RECORDS PROVIDED

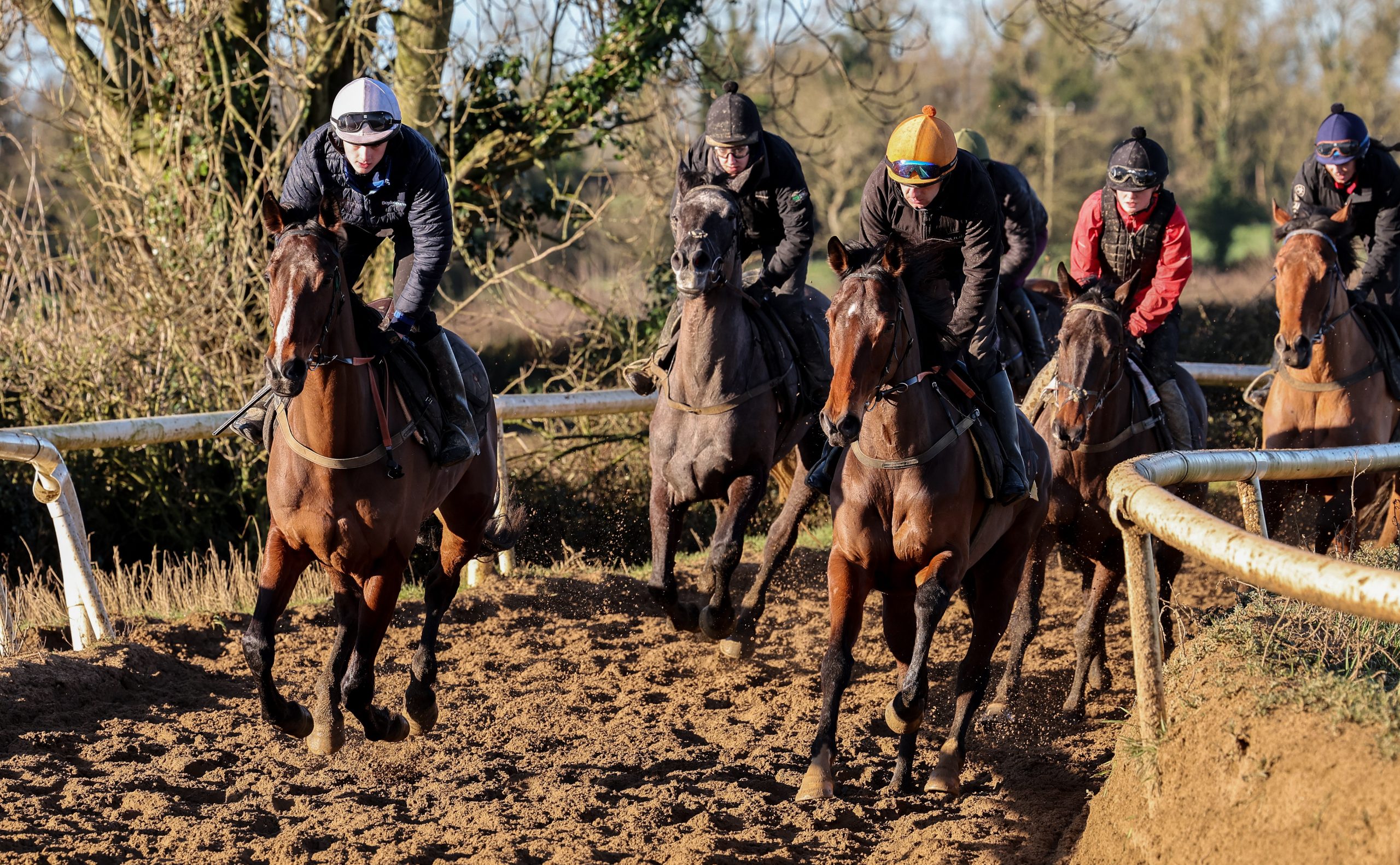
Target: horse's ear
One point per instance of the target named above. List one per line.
...
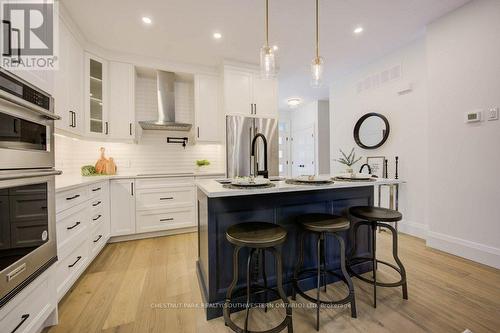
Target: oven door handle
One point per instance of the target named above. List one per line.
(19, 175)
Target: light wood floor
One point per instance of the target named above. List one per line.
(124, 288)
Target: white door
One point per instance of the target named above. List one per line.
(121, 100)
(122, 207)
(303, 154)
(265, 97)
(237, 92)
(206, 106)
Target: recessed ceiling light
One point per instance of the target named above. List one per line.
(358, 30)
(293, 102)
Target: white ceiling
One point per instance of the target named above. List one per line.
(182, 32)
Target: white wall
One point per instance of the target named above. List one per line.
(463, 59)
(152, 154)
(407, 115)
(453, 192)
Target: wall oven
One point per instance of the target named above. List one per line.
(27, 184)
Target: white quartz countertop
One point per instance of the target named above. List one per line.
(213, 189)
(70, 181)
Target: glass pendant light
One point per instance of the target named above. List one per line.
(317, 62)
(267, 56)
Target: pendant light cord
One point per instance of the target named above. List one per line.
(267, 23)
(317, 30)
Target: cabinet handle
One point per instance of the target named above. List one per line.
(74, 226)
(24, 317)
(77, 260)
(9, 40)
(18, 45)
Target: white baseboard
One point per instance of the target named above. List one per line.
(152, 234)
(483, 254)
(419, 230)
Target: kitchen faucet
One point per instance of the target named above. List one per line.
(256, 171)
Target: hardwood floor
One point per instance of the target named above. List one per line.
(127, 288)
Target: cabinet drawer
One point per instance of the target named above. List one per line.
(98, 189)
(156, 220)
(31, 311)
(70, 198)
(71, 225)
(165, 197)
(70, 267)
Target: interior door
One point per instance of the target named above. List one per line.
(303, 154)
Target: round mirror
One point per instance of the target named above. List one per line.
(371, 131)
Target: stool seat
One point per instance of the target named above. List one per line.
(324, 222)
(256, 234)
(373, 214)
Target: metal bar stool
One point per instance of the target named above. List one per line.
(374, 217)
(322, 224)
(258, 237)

EXERCISE DIRECTIONS
Your answer should consist solely of the lines above from the line with "Target: glass pendant light" to the line with "Target: metal bar stool", both included, reproduced exactly.

WRITTEN ANSWER
Target: glass pendant light
One point per instance of the target named above. List one per line.
(317, 62)
(267, 56)
Target: pendant light cord
One point per instance of the target named above. List one per line.
(267, 23)
(317, 30)
Target: cabinet handle
One point per instance of the target named above. List one per line.
(74, 226)
(24, 317)
(77, 260)
(9, 40)
(18, 45)
Target: white baseboard
One point per instance of the target named above. List one per line.
(152, 234)
(483, 254)
(419, 230)
Target: kitchen faucet
One point per instance of the target named above. List one per line.
(256, 171)
Target: hardwood floor
One point per instance of the target named above. List one per line.
(127, 288)
Target: cabinet drawer
One point per instance of the target named above. List one per line.
(98, 189)
(156, 220)
(31, 311)
(70, 198)
(71, 225)
(165, 197)
(70, 267)
Target: interior door
One point per instance of the target named above. List one per line.
(303, 154)
Target: round mirror
One point per instance of the target named above. List one per line.
(371, 131)
Target: stool seat
One point per instance of the target named above. List one per line.
(324, 222)
(256, 234)
(373, 214)
Target: metal bar stool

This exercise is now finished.